**Excerpted text**
-- Opening Marker --
On April 23, 1995, Hays bought two MarkAir plane tickets in Denver for himself and Walton. Their destination: Dallas. They brought with them a large duffel bag, rope, tools, and dark clothes. When they arrived at D/FW Airport, Hays paid more than $300 to get his Chevy pickup out of long-term parking–left there the last time he had visited his girlfriend in Dallas.

The men drove the truck to the Holiday Inn, where they spent the night. Walton testified that Hays had asked him to wake him at 4 a.m. “I kind of lounged for a while; I stayed up for a while playing a little arcade game on the hotel TV,” Walton said. “I called my girlfriend in Downey, California, and talked to her for about an hour.” As ordered, he woke Hays shortly before 4. They dressed and headed for the Eckerd store. Hays knew the route by heart; he had cased the place on previous stops in Dallas.

They managed to pull off the heist. It might have been perfect, but for one hitch. Back at the Holiday Inn, as Hays began to pull the cash from the zipper bags, he found it: a tiny tracking device implanted in a stack of dollar bills. “Mark said, ‘Oh man! It’s a tracker!'” Walton testified. “And about that time, I heard a helicopter.”

Hays had shed his coveralls, but was shoeless. Frenzied, he ran to the door and told Walton he was going out to destroy the tracker, and would return for him in two minutes.

But that was the last Walton saw of Hays until the trial. “I got to pacing a while. Mark didn’t come back,” Walton testified. “I peeked out the door, and more and more police were out there. I ducked down and did like a little frog walk along the balcony. I got down to the ground and I saw a man cleaning the pool. I was going to take off my clothes and jump in. And then I decided it wasn’t a good idea.”

Minutes later, Dallas police caught up with Walton. He had scaled a fence and was soaked to his chest from a murky canal he had waded through while trying to escape. After telling a long series of lies to interrogating officers, Walton finally implicated Hays–he knew him by one of his 16 aliases, Malcolm Fox–in the Eckerd hold-up. Walton and Hays were both indicted on four counts: conspiracy to commit robbery; aiding and abetting a robbery; using a firearm in the commission of a crime; and traveling interstate with the intention of committing a violent crime.

As Walton wound down his testimony, assistant prosecutor Finn sauntered to the evidence table and picked up a book police found at the Holiday Inn scene. Betrayal, by Khalid Abdullah Tariq Al-Mansour, lays out a thesis showing how African-Americans have been repeatedly betrayed by whites. Trial witnesses said that Hays, a self-proclaimed black Muslim who sometimes used the alias Walli Shabbaz, read the book often. At Hays’ trial, though, the book became a favorite prop for the prosecution. Its juicy title rolled off the tongue. The drama packed into that one little word–betrayal–was just too good to pass up.

“Are you familiar with this book?” Finn asked Walton. “It’s a book that I saw Mark reading sometimes,” Walton answered. “Is it fair to say you feel a little betrayed by Mr. Hays, leaving you in that hotel room?” Finn asked.

“Yes.”

“Did you think he was going to come back?”

“For a little while I did,” Walton said, “but then after a while, I knew I was a goner.”

Finn knew that Mills, Hays’ attorney, would do his best to discredit Walton’s testimony, so he methodically opened every possible door to the witness’ shady character before Mills could beat him to it.
-- Closing Marker --
**Recorded data**
-- Opening Marker --
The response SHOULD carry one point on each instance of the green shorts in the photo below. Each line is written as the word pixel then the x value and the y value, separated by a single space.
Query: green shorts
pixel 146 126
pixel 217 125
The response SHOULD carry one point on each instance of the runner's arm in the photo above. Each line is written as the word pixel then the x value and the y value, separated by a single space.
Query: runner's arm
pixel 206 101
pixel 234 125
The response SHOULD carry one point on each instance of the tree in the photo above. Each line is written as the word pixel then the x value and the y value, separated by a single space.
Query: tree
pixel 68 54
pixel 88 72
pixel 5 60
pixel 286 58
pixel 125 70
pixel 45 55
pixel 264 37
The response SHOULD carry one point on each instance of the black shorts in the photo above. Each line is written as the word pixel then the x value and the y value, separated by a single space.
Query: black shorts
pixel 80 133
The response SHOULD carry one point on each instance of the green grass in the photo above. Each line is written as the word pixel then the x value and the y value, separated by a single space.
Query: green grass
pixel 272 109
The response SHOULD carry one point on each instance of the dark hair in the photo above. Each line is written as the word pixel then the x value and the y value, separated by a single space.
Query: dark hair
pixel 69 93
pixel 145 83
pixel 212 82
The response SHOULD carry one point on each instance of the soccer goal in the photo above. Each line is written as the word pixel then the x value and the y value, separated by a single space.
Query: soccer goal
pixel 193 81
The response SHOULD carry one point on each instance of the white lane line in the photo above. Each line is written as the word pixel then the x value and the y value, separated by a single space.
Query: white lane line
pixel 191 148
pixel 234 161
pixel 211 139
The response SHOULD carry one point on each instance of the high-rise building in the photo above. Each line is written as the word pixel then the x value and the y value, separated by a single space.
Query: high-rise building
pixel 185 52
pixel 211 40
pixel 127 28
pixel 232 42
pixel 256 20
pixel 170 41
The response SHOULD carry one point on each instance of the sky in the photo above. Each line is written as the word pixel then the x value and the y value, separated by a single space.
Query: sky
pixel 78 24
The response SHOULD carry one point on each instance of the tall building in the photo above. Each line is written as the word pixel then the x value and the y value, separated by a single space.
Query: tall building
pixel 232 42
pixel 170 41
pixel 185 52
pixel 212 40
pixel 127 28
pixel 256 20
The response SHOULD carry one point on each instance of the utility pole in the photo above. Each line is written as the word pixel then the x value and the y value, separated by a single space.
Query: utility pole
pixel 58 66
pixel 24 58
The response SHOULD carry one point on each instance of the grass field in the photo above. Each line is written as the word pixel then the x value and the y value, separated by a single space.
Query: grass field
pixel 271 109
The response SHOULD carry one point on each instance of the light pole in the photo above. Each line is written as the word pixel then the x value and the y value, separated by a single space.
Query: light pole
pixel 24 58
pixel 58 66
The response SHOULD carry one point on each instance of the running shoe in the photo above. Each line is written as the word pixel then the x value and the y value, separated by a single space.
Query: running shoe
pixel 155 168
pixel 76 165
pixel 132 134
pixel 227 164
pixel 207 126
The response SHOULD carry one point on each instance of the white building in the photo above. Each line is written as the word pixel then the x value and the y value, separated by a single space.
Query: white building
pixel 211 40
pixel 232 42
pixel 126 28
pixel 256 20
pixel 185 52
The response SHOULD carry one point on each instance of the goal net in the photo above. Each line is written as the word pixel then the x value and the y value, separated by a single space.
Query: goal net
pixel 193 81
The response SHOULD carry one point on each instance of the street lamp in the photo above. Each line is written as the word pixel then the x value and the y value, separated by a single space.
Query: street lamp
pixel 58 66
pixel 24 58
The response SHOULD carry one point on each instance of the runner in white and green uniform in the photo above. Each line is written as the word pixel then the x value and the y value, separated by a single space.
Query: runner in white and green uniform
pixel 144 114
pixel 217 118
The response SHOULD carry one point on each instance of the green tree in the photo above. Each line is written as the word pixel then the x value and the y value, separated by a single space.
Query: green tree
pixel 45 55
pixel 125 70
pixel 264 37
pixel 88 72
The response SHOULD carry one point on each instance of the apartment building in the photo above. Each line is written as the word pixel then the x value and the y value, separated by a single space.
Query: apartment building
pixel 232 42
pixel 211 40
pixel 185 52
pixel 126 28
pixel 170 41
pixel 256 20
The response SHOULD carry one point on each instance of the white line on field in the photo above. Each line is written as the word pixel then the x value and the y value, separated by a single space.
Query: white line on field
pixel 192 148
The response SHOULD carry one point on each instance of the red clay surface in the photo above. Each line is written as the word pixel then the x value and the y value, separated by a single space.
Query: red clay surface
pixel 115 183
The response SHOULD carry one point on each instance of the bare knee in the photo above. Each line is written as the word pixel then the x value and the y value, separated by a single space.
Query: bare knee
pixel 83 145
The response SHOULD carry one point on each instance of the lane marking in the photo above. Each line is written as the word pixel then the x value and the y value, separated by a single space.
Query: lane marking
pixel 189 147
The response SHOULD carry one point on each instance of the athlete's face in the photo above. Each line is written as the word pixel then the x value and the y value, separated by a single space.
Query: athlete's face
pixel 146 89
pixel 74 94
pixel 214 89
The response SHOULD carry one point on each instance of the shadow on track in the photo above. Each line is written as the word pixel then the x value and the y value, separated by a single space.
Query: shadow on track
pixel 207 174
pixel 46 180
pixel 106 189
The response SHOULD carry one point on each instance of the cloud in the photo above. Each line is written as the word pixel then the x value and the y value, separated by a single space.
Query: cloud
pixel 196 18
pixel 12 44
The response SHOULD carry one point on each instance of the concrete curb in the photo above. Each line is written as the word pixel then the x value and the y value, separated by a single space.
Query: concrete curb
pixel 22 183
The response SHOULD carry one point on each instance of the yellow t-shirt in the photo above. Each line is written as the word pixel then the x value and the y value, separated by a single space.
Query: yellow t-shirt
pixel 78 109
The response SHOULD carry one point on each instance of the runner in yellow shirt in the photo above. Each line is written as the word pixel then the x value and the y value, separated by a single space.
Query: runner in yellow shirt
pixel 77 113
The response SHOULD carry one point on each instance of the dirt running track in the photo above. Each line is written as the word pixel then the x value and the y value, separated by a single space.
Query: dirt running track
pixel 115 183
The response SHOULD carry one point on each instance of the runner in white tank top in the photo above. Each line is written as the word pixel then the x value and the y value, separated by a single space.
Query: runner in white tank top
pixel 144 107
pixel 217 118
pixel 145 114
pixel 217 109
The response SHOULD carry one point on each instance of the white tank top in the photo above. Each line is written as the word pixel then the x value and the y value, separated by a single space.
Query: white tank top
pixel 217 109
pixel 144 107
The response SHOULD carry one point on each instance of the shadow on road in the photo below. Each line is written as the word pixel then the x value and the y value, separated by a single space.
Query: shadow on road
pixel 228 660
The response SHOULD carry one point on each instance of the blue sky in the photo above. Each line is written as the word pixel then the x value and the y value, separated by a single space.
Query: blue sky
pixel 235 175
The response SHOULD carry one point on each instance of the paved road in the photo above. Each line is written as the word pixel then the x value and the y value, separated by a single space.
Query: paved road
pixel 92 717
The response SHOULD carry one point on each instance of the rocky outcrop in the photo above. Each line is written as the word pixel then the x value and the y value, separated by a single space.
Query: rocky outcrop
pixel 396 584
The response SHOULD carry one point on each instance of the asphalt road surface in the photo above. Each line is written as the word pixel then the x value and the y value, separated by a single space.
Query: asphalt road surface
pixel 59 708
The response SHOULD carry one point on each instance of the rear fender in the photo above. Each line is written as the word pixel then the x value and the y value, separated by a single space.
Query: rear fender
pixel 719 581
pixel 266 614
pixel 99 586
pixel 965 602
-- Closing Marker --
**Set of tasks**
a: Answer these questions about the Eckerd robbery excerpt:
(i) How much did Hays pay to get his pickup out of long-term parking at D/FW Airport?
(ii) What did Hays find in a stack of dollar bills back at the Holiday Inn?
(iii) What book did Finn pick up from the evidence table?
b: Carry the Eckerd robbery excerpt forward from its last sentence.
The records have nothing to do with this work.

**Answer list**
a:
(i) More than $300.
(ii) A tiny tracking device.
(iii) Betrayal, by Khalid Abdullah Tariq Al-Mansour.

b:
“You’re no stranger to the criminal-justice system, are you Mr. Walton?” Finn asked, allowing Walton to describe his convictions and jail sentences for bank robbery at age 18, auto theft at 20, and the Eckerd job at 24. Walton also described the gang-inspired tattoo he got when he was 16. It covers his entire back: “INGLEWOOD’S FINEST.”

Walton said he had no intention, at first, of ratting on Hays. “I kept thinking about the street code, you know–‘Don’t talk, don’t talk,'” he said. “But then,” Walton said softly, “I got to thinking how he left me at the motel. He don’t really care about me.”

It was some kind of sell job Hays pulled on Walton, who, with his thick speech and pathetically lackadaisical responses, seemed to be either IQ-challenged, fried by drug use, or both. He had only known Hays for a few weeks when he agreed to do the Eckerd job with him.

“He said we would take the money and go to the Freedom Festival in Atlanta,” Walton testified, dreamily. “That’s when the black colleges all get together every year and just have a big party. There’s a whole lot of pretty girls walking around. The dream that Mark sold me was pretty good.”

Tom Mills got more than he’d bargained for when the federal magistrate’s office appointed him to represent Hays. Mills, 49, has spent the better part of his 23-year legal career defending tonier clients–white-collar guys with money and status who got nailed on bankruptcy fraud, money laundering, racketeering, and the like.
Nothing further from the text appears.